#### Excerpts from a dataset
▬▬▬▬▬▬▬▬▬▬

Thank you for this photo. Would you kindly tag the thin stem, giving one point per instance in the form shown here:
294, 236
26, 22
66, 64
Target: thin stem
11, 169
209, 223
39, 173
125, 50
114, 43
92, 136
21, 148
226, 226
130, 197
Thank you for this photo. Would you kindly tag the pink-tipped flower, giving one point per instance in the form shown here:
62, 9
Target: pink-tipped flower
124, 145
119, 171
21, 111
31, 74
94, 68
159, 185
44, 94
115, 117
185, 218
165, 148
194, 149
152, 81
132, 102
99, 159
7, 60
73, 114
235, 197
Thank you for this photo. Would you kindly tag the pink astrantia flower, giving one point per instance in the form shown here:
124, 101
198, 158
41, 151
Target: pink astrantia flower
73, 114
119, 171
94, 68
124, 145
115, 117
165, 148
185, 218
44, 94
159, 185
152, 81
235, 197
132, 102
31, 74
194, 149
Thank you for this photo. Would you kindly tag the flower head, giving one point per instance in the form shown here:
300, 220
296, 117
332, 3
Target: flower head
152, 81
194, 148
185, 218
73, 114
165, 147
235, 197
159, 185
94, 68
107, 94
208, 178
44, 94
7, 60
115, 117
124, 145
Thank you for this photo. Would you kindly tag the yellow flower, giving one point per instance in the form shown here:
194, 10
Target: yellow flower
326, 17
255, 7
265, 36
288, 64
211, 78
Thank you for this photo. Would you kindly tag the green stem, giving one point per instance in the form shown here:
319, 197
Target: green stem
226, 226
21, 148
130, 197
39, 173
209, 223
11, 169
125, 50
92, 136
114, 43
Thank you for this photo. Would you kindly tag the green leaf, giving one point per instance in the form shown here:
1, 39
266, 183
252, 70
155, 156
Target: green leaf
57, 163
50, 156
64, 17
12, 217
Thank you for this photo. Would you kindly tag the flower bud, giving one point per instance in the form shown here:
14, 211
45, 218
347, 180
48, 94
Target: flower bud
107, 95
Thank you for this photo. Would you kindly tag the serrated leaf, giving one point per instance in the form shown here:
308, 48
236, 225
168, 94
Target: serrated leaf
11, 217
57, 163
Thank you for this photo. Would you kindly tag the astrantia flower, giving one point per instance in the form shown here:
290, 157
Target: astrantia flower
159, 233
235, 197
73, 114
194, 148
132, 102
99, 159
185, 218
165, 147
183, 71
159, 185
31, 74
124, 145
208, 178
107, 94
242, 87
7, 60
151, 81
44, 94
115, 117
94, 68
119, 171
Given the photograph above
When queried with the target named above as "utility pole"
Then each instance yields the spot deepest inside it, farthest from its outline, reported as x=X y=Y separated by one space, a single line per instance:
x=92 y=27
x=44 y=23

▬▬▬▬▬▬▬▬▬▬

#### Exercise directions
Whenever a line in the preceding entries includes the word "above", count it, and state the total alone.

#### Answer to this exercise
2